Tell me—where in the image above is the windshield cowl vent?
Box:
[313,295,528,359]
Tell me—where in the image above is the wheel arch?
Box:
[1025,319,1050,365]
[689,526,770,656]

************

* Exercise: Rewrite the rows shown, replacing "wheel arch" with "wheel well" everywhere it occurs and leaving every other character unchanged.

* Correct output:
Tell me—where in the image above is the windshield cowl vent?
Box:
[313,295,528,359]
Tell me—where in the image above is the wheel well?
Box:
[1025,319,1050,365]
[689,526,770,656]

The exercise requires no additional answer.